Start Task inputs

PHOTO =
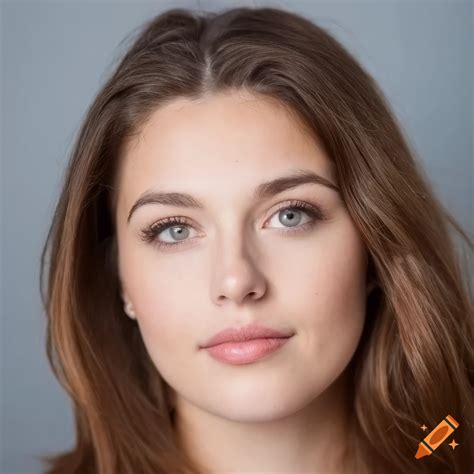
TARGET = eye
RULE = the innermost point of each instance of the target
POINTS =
(288, 214)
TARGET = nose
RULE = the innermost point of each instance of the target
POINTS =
(237, 278)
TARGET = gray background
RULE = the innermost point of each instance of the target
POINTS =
(54, 57)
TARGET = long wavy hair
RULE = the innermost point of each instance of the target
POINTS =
(414, 364)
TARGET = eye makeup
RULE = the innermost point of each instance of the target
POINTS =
(150, 234)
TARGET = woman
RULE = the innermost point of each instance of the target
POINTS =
(248, 271)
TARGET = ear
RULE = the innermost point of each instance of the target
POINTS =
(128, 306)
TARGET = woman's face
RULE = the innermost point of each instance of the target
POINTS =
(239, 259)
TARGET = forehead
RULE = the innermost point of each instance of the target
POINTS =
(217, 140)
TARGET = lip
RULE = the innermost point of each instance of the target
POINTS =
(244, 334)
(246, 352)
(246, 344)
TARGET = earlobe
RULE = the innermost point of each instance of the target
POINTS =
(128, 308)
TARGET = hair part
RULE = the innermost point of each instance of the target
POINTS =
(414, 363)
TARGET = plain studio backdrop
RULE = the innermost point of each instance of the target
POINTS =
(56, 54)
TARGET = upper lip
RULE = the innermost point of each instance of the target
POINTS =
(245, 333)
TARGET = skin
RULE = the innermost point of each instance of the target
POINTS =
(285, 413)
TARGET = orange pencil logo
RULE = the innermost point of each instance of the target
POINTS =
(436, 437)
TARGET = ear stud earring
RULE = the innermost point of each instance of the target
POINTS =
(128, 308)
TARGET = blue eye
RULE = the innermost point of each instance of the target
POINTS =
(179, 227)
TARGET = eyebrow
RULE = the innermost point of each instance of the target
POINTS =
(262, 191)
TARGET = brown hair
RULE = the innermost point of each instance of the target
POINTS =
(414, 364)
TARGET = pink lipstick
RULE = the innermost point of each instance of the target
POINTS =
(246, 344)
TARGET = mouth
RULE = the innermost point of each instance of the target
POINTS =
(246, 352)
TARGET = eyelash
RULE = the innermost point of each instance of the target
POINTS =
(151, 233)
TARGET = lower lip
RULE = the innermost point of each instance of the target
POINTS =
(246, 352)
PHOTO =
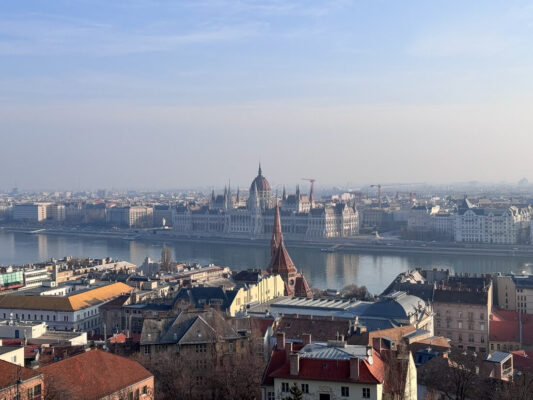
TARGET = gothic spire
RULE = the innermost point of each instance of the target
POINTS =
(277, 234)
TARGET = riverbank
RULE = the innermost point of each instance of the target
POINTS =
(361, 244)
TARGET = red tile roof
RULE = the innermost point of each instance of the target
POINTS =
(9, 373)
(95, 374)
(523, 360)
(324, 369)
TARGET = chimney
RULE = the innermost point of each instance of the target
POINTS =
(295, 364)
(354, 368)
(376, 343)
(288, 350)
(280, 340)
(306, 338)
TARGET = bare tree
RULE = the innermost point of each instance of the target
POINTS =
(356, 292)
(455, 377)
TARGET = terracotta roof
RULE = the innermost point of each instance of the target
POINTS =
(9, 373)
(70, 303)
(523, 360)
(301, 288)
(282, 262)
(325, 369)
(395, 334)
(95, 374)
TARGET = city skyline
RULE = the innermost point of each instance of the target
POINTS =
(164, 94)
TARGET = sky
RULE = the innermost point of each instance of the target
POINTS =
(139, 94)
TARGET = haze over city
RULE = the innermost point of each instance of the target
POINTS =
(139, 94)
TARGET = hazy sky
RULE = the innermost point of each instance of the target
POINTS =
(178, 93)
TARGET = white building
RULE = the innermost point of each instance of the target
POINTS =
(515, 293)
(509, 225)
(35, 212)
(78, 311)
(34, 277)
(332, 370)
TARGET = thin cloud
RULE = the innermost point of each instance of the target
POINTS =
(46, 37)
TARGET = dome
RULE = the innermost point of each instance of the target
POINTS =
(261, 183)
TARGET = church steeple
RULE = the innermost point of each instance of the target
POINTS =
(277, 235)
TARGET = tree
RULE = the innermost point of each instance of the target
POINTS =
(295, 393)
(456, 377)
(166, 258)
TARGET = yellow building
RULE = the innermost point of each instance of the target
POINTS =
(266, 289)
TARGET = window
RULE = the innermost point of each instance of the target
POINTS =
(37, 390)
(201, 348)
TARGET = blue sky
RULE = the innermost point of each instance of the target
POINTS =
(164, 94)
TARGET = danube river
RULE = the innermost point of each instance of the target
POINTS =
(323, 270)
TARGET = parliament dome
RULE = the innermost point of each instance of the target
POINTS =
(260, 182)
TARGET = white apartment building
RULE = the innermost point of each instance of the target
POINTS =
(35, 212)
(515, 293)
(56, 212)
(493, 225)
(35, 277)
(79, 311)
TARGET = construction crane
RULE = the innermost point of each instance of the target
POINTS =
(379, 186)
(312, 193)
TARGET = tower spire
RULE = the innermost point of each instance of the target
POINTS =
(277, 234)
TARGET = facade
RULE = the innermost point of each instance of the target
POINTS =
(56, 212)
(266, 289)
(34, 277)
(12, 354)
(509, 225)
(11, 278)
(130, 216)
(514, 293)
(34, 212)
(225, 216)
(28, 386)
(78, 311)
(462, 308)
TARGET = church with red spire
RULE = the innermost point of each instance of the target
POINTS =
(282, 264)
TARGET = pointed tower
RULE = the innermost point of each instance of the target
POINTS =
(277, 235)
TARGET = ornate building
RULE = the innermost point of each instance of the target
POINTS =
(228, 216)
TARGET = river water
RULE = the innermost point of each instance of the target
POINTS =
(322, 270)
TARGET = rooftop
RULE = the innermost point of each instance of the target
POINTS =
(69, 303)
(95, 374)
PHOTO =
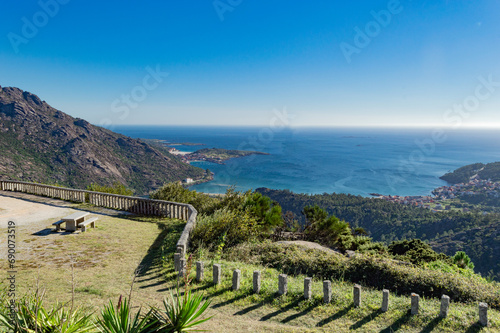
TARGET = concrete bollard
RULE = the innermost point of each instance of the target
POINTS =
(385, 301)
(199, 271)
(307, 288)
(327, 291)
(256, 282)
(445, 306)
(415, 298)
(357, 295)
(217, 272)
(236, 279)
(282, 284)
(483, 314)
(182, 267)
(177, 259)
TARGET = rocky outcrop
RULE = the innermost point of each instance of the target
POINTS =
(41, 144)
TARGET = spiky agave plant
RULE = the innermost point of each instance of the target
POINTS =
(182, 313)
(31, 316)
(120, 319)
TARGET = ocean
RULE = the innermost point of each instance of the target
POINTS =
(358, 161)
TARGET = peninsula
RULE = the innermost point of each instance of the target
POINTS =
(214, 155)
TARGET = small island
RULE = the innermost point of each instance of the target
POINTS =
(217, 155)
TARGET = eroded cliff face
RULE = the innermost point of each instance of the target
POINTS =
(39, 143)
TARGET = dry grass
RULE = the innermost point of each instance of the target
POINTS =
(105, 259)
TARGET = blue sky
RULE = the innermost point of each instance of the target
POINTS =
(234, 62)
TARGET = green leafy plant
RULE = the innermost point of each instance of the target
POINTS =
(32, 316)
(462, 260)
(181, 313)
(119, 319)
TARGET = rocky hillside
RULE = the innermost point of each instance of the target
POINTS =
(41, 144)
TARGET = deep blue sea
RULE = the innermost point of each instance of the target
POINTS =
(341, 160)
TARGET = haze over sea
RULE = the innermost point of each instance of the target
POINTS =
(343, 160)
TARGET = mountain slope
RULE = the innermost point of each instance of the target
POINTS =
(39, 143)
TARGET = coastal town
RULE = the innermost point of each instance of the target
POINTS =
(212, 155)
(442, 195)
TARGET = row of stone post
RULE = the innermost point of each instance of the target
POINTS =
(327, 289)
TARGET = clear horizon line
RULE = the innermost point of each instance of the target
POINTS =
(384, 126)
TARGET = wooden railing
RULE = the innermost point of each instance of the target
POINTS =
(136, 205)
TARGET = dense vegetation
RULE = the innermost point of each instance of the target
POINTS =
(484, 171)
(228, 220)
(237, 226)
(373, 271)
(386, 222)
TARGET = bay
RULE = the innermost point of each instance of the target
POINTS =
(358, 161)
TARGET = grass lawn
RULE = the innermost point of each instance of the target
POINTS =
(104, 261)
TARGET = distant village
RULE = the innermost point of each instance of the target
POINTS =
(473, 187)
(188, 157)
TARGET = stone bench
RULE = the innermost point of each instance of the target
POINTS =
(86, 223)
(58, 224)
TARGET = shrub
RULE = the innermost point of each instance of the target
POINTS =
(327, 230)
(415, 251)
(175, 192)
(463, 261)
(235, 227)
(370, 271)
(31, 315)
(120, 319)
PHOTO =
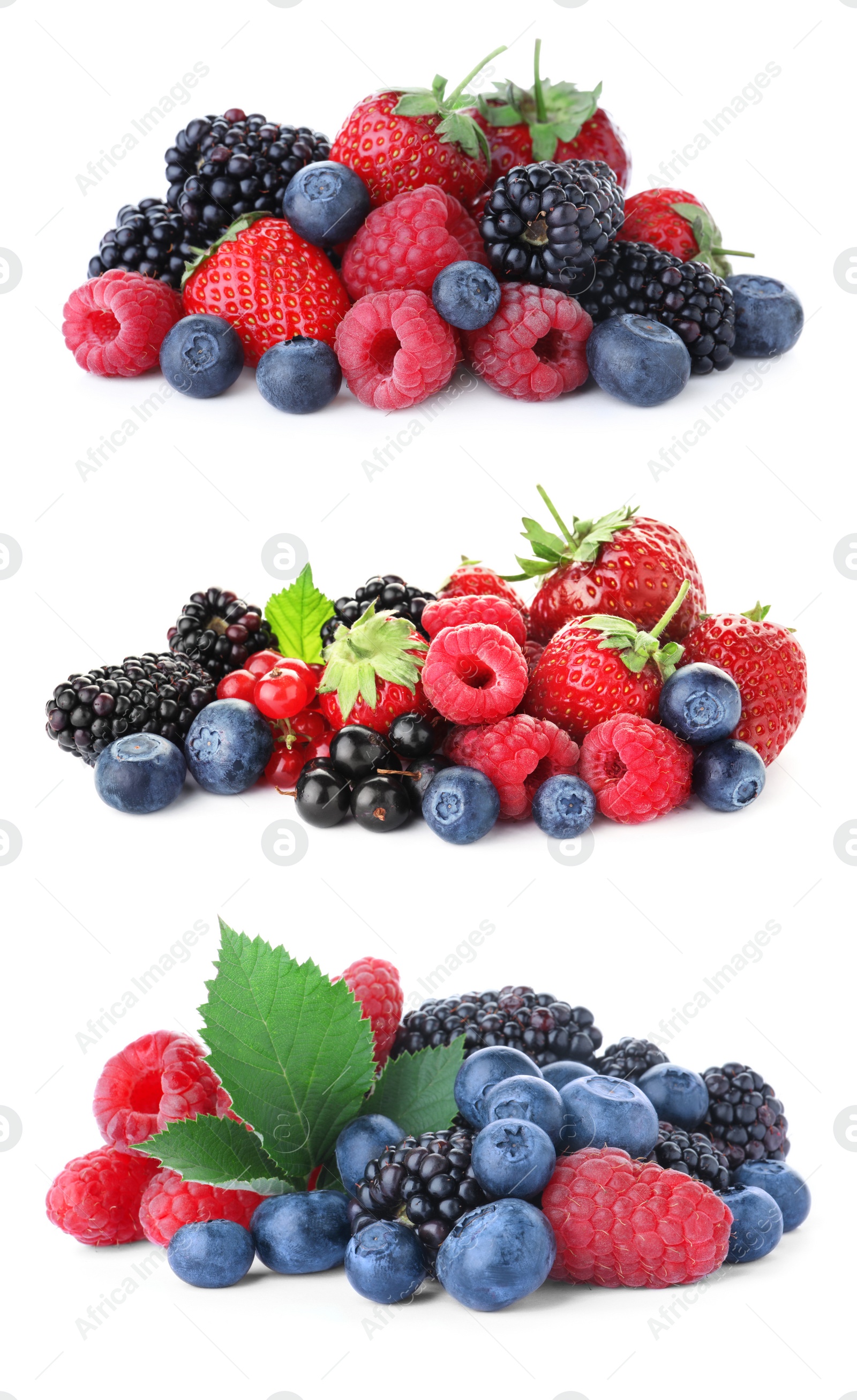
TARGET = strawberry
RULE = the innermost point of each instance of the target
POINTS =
(769, 667)
(404, 138)
(677, 223)
(373, 673)
(268, 283)
(622, 563)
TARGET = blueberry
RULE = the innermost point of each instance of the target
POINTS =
(728, 776)
(637, 360)
(563, 807)
(524, 1097)
(461, 806)
(465, 295)
(607, 1112)
(362, 1141)
(325, 204)
(678, 1095)
(386, 1262)
(780, 1180)
(757, 1223)
(496, 1255)
(227, 747)
(481, 1072)
(769, 317)
(299, 375)
(701, 703)
(211, 1253)
(302, 1232)
(140, 773)
(202, 356)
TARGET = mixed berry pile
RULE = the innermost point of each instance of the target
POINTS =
(434, 227)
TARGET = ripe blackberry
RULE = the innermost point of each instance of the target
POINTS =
(536, 1022)
(746, 1119)
(219, 630)
(153, 694)
(546, 223)
(692, 1154)
(151, 237)
(629, 1059)
(426, 1182)
(222, 167)
(688, 297)
(387, 591)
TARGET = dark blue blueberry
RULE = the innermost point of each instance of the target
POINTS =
(701, 703)
(140, 773)
(465, 295)
(299, 375)
(769, 317)
(202, 356)
(637, 360)
(728, 776)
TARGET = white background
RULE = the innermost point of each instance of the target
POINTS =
(94, 898)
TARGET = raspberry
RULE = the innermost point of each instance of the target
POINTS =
(169, 1203)
(473, 674)
(636, 769)
(97, 1198)
(621, 1223)
(407, 243)
(536, 346)
(453, 612)
(154, 1081)
(517, 755)
(115, 324)
(375, 986)
(394, 349)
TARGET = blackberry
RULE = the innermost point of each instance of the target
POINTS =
(153, 694)
(536, 1022)
(222, 167)
(151, 237)
(426, 1182)
(219, 630)
(387, 591)
(692, 1154)
(546, 223)
(629, 1059)
(746, 1119)
(688, 297)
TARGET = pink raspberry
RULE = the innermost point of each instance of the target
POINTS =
(517, 754)
(407, 243)
(536, 346)
(453, 612)
(97, 1198)
(622, 1223)
(169, 1203)
(115, 324)
(154, 1081)
(473, 674)
(637, 769)
(394, 349)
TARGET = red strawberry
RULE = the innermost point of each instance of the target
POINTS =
(405, 138)
(268, 283)
(677, 223)
(769, 668)
(623, 563)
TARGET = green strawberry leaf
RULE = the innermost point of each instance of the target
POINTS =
(296, 616)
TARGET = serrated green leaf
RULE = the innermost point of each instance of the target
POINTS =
(416, 1089)
(296, 616)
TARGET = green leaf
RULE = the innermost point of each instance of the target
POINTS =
(416, 1089)
(290, 1048)
(217, 1151)
(296, 616)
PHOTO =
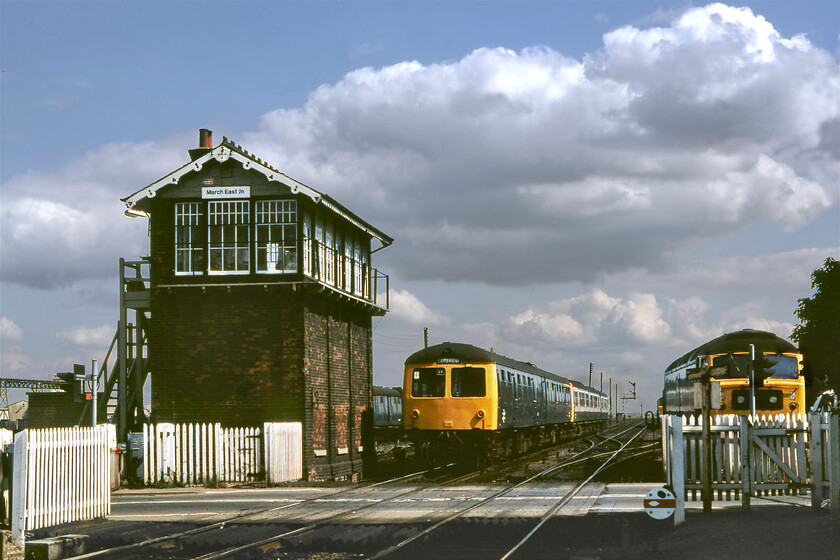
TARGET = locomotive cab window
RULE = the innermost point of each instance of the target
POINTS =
(428, 382)
(786, 368)
(468, 382)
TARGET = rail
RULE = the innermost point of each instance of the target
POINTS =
(119, 551)
(496, 496)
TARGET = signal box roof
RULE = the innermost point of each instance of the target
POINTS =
(138, 203)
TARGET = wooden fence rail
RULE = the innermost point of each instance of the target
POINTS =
(61, 475)
(208, 453)
(755, 456)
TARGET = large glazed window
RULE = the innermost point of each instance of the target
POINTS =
(276, 233)
(228, 224)
(428, 382)
(189, 239)
(468, 382)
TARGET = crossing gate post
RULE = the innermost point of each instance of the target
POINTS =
(19, 479)
(834, 454)
(678, 470)
(746, 470)
(816, 459)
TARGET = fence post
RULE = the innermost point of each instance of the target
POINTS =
(746, 467)
(19, 477)
(816, 460)
(678, 470)
(834, 454)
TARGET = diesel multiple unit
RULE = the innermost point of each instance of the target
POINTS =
(779, 386)
(457, 397)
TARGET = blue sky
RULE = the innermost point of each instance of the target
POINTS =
(568, 182)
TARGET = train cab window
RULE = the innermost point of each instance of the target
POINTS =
(428, 382)
(468, 382)
(786, 368)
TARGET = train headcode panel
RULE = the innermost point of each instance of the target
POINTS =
(461, 401)
(778, 387)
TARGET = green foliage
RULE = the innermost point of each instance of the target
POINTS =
(818, 333)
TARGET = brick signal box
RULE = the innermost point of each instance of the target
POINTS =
(261, 299)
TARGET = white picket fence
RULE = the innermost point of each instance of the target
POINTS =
(208, 453)
(61, 475)
(283, 446)
(751, 457)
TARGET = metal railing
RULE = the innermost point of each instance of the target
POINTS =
(345, 274)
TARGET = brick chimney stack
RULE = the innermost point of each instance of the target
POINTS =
(205, 144)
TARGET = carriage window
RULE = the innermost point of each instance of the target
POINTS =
(428, 382)
(468, 382)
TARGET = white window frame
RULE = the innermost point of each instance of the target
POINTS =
(273, 219)
(227, 214)
(188, 217)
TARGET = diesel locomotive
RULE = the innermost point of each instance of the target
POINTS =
(460, 400)
(779, 389)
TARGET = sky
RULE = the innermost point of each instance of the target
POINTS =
(569, 183)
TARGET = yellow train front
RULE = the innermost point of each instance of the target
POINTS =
(728, 356)
(463, 402)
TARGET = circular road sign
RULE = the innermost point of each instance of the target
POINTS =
(660, 503)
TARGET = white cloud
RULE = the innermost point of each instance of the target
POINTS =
(57, 228)
(407, 309)
(9, 330)
(96, 337)
(14, 360)
(507, 167)
(506, 161)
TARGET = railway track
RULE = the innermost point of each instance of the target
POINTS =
(635, 431)
(342, 522)
(133, 549)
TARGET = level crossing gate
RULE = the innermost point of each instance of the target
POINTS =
(749, 457)
(209, 453)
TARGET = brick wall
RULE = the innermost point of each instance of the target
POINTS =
(339, 376)
(231, 356)
(245, 355)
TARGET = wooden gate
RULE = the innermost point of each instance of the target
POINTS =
(762, 457)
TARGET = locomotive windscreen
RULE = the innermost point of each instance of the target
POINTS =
(739, 365)
(428, 382)
(468, 382)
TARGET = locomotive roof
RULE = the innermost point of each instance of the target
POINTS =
(469, 353)
(738, 341)
(386, 391)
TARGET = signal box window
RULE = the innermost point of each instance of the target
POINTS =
(428, 382)
(468, 382)
(189, 239)
(276, 232)
(228, 229)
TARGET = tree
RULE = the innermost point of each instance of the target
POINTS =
(818, 333)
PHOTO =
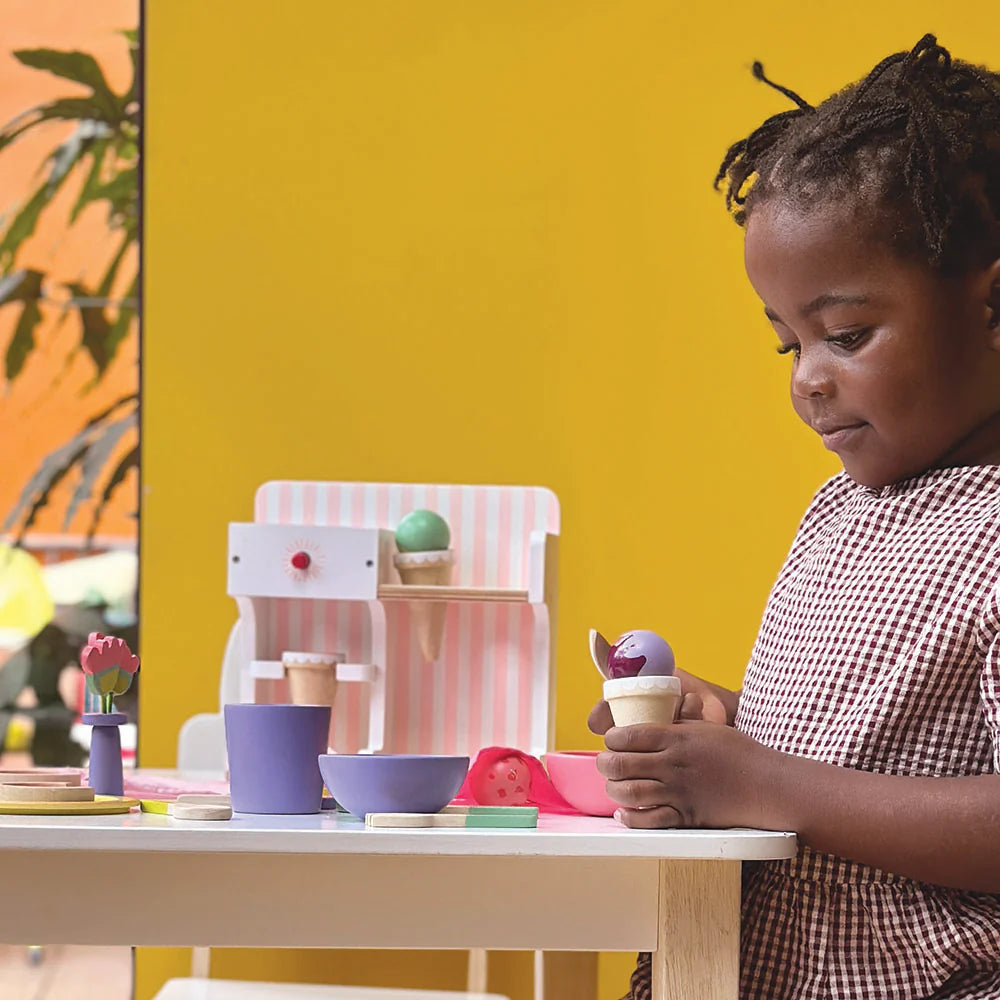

End Task inputs

Pick out and copy each line of the listing above that contains the string "over". Case counts.

TARGET = haze over city
TARGET = haze over sea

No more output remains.